▶ _EXERCISE DIRECTIONS_: Copy the data below, replacing every "spot" with "find" and leaving everything else unchanged.
:: DATA ROWS ::
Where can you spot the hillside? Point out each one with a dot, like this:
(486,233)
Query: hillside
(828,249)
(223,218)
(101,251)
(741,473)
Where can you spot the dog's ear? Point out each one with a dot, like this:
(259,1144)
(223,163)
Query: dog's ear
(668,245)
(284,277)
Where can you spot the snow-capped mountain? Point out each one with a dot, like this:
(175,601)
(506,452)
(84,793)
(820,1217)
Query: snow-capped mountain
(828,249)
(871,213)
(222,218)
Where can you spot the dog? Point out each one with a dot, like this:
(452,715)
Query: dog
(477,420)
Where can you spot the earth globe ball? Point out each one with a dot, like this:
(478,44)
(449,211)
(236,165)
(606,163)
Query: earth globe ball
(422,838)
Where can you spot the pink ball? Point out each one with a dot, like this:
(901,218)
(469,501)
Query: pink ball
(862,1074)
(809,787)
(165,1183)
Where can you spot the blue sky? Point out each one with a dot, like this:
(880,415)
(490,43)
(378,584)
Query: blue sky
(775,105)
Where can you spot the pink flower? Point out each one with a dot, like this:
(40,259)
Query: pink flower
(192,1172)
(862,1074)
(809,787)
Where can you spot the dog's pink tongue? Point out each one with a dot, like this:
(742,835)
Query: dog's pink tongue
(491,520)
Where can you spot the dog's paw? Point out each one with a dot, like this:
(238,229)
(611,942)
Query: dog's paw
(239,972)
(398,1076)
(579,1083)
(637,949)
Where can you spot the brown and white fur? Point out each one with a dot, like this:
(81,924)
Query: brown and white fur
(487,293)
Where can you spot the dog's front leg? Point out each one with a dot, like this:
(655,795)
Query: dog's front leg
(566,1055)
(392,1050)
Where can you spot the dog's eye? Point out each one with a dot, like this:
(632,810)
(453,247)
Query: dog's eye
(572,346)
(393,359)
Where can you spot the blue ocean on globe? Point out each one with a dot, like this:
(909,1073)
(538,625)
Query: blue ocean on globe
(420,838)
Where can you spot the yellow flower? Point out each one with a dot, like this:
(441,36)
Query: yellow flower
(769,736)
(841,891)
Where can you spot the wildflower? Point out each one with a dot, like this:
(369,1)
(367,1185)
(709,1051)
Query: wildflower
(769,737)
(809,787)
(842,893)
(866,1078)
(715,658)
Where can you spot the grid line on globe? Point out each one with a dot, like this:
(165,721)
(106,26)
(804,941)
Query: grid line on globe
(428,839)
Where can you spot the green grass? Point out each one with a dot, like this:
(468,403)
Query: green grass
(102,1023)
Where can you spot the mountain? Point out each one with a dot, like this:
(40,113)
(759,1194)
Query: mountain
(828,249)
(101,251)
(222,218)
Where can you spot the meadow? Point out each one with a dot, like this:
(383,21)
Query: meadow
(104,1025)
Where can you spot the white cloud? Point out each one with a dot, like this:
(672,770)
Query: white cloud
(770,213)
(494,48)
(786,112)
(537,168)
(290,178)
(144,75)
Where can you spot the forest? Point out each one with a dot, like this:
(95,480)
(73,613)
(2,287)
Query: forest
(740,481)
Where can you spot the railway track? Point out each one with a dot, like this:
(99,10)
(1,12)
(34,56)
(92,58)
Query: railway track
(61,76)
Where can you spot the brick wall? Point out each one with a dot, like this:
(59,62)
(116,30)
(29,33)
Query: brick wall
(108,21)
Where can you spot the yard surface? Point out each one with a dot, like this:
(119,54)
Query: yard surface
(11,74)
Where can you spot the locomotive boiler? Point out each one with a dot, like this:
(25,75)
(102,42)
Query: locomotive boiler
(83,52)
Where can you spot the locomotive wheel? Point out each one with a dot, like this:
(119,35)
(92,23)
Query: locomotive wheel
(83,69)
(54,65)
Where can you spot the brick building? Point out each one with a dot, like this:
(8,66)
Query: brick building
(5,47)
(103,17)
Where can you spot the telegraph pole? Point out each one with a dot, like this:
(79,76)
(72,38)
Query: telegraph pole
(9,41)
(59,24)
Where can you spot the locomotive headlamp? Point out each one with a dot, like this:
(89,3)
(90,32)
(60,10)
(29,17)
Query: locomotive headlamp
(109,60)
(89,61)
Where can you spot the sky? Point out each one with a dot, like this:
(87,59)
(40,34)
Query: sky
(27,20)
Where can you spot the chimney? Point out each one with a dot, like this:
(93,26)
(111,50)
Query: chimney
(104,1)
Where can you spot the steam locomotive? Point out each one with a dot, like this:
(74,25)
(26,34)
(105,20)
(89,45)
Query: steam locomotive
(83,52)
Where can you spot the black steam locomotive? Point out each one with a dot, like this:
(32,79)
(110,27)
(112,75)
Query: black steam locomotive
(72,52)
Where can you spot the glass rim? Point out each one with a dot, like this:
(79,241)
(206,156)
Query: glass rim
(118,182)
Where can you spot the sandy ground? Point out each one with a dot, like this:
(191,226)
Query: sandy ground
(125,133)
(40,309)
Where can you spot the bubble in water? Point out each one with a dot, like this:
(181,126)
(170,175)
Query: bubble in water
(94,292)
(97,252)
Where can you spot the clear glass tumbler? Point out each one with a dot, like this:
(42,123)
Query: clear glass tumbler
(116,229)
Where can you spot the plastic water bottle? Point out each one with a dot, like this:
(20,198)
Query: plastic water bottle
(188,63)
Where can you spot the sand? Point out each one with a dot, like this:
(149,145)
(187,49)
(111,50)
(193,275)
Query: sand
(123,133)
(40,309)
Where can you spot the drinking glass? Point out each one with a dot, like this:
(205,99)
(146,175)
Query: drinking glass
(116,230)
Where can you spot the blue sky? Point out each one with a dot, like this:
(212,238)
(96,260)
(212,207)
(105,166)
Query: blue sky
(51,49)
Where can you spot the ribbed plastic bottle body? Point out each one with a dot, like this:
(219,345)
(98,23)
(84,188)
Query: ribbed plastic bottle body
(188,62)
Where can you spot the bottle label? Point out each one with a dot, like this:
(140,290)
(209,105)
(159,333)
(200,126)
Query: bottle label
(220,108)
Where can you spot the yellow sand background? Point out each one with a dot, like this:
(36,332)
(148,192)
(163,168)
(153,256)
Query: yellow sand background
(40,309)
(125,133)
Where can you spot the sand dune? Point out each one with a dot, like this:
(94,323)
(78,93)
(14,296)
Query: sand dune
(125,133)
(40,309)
:::
▶ _EXERCISE RESULT_:
Where can you find the hillside? Point out each one with a dot, like this:
(486,233)
Query: hillside
(828,249)
(223,218)
(101,251)
(741,473)
Where can you find the dog's ear? Point out each one with a dot, like this:
(259,1144)
(223,163)
Query: dog's ear
(668,245)
(284,277)
Where can you find the snow-capped mountain? Point out each one with a dot, like this:
(175,601)
(506,452)
(84,793)
(820,1217)
Query: snow-capped mountain
(828,249)
(871,213)
(222,218)
Where can you find the dog? Point out each one with a dot, like this:
(452,715)
Query: dog
(477,420)
Where can you find the earth globe ball? Point out each one with a dot, like this:
(478,44)
(449,211)
(236,165)
(606,163)
Query: earth globe ball
(422,838)
Where can you find the pink ball? Point out each one with a dot, like this:
(901,218)
(469,501)
Query: pink ball
(862,1074)
(809,787)
(165,1183)
Where can you find the blue sky? Point out each one with a dot, like this:
(880,415)
(490,43)
(378,584)
Query: blue sky
(775,105)
Where can you find the pink flower? Point out each one with a dot, like this:
(40,259)
Query: pink flower
(192,1172)
(862,1074)
(809,787)
Where can you find the dog's pink tongue? Point out each one with a dot, like this:
(742,835)
Query: dog's pink tongue
(491,520)
Where can you find the dog's paw? Point out each one with a dot, like this:
(238,229)
(611,942)
Query: dog's paw
(239,972)
(398,1076)
(579,1083)
(637,949)
Where can you find the brown and white fur? Point out each one with a dot, like this:
(81,924)
Query: brown and white fur
(487,293)
Where can you find the dog's front leg? Point out each one with a dot, like this:
(655,795)
Query: dog's front leg
(566,1055)
(392,1050)
Where can you find the dog's eye? Point out each one with a dot, like this:
(632,810)
(453,247)
Query: dog's eye
(572,346)
(393,359)
Where can you find the blue ocean on globe? Point out each one with a dot, like this:
(909,1073)
(538,625)
Query: blue ocean on globe
(420,838)
Where can you find the yellow flower? Point out each one with a dot, like this:
(441,36)
Query: yellow flower
(769,736)
(841,891)
Where can you find the wildflower? Point out each one with a dot, like this:
(369,1)
(367,1185)
(709,1051)
Query: wildflower
(769,737)
(809,787)
(842,893)
(866,1078)
(715,658)
Where can you find the grid line on globe? Point out each one with a dot, like this:
(165,721)
(106,26)
(804,941)
Query: grid line on globe
(428,839)
Where can you find the green grass? Point out each one with a dot, like this:
(468,403)
Query: green grass
(102,1023)
Where can you find the mountain? Point out each one with a dot, like this:
(40,113)
(759,1194)
Query: mountain
(828,249)
(101,251)
(222,218)
Where can you find the meadow? Point out each one with a dot, like this:
(383,21)
Query: meadow
(104,1025)
Where can you find the white cloud? Point out each one with a dot, like this:
(672,770)
Query: white cloud
(770,213)
(494,48)
(786,112)
(537,168)
(290,178)
(144,75)
Where can you find the forest? Point out each one with a dot, like this:
(95,480)
(73,613)
(2,287)
Query: forest
(740,481)
Where can you find the railway track? Point out each one with a dot, like this:
(99,10)
(1,12)
(34,56)
(92,58)
Query: railway track
(61,76)
Where can you find the brick wall? Point out each one with a dot, like this:
(59,62)
(116,30)
(29,33)
Query: brick wall
(108,21)
Where can you find the yard surface? Point out each one with a dot, like this:
(119,54)
Query: yard surface
(11,74)
Where can you find the locomotive boiler? Point out each one with a dot, like this:
(25,75)
(102,42)
Query: locomotive boiler
(83,52)
Where can you find the locomotive wheel? Point out each one with a dot, like this:
(119,35)
(92,23)
Query: locomotive wheel
(83,69)
(54,65)
Where can you find the brick building? Point out each one with a dot, like this:
(8,66)
Query: brick building
(5,47)
(103,17)
Where can you find the telegraph pole? Point out each one with a dot, like this:
(79,76)
(72,38)
Query: telegraph pole
(9,41)
(59,24)
Where can you find the locomotive headlamp? Point out each one with a dot, like this:
(89,3)
(90,32)
(60,10)
(29,17)
Query: locomotive headlamp
(109,60)
(89,61)
Where can you find the sky? Point out each one with a dot, like this:
(87,59)
(40,34)
Query: sky
(27,20)
Where can you find the chimney? Point out each one with a dot, like this:
(93,26)
(111,50)
Query: chimney
(104,1)
Where can you find the steam locomotive? Point out each one with a dot, like this:
(74,25)
(26,34)
(105,20)
(89,45)
Query: steam locomotive
(83,52)
Where can you find the black steam locomotive? Point out each one with a dot, like this:
(32,79)
(110,27)
(112,75)
Query: black steam locomotive
(72,52)
Where can you find the glass rim? Point out each one with a dot, like this:
(79,241)
(206,156)
Query: glass rim
(118,182)
Where can you find the sandy ground? Point out each one with a dot, like this:
(191,226)
Query: sandy ground
(125,133)
(40,309)
Where can you find the bubble in water? Point out each one with a dot, like this:
(181,126)
(170,175)
Query: bubble in water
(94,292)
(97,252)
Where can you find the clear glass tumbler? Point out each one with a dot, like this:
(42,123)
Query: clear glass tumbler
(116,229)
Where can you find the plastic water bottle? Point out each one with a dot, like this:
(20,198)
Query: plastic water bottle
(188,63)
Where can you find the sand? Point out each one with a dot, like this:
(149,145)
(187,49)
(111,50)
(193,275)
Query: sand
(123,133)
(40,309)
Where can you find the drinking glass? Point out each one with a dot, like this:
(205,99)
(146,175)
Query: drinking glass
(116,230)
Where can you find the blue sky? Point out each one with a dot, like this:
(212,238)
(96,260)
(212,207)
(105,166)
Query: blue sky
(51,49)
Where can you find the ribbed plastic bottle body? Point out each one with a dot, like this:
(219,345)
(98,23)
(84,188)
Query: ribbed plastic bottle body
(188,62)
Where can you find the bottle label? Point out each one with a dot, like this:
(140,290)
(209,105)
(159,333)
(200,126)
Query: bottle label
(220,108)
Where can you find the yellow sand background? Point out each one with a dot, like this:
(36,332)
(148,192)
(163,168)
(153,256)
Query: yellow sand background
(40,309)
(125,133)
Where can you find the sand dune? Point out each one with a dot, like this:
(94,323)
(78,93)
(14,296)
Query: sand dune
(125,133)
(40,309)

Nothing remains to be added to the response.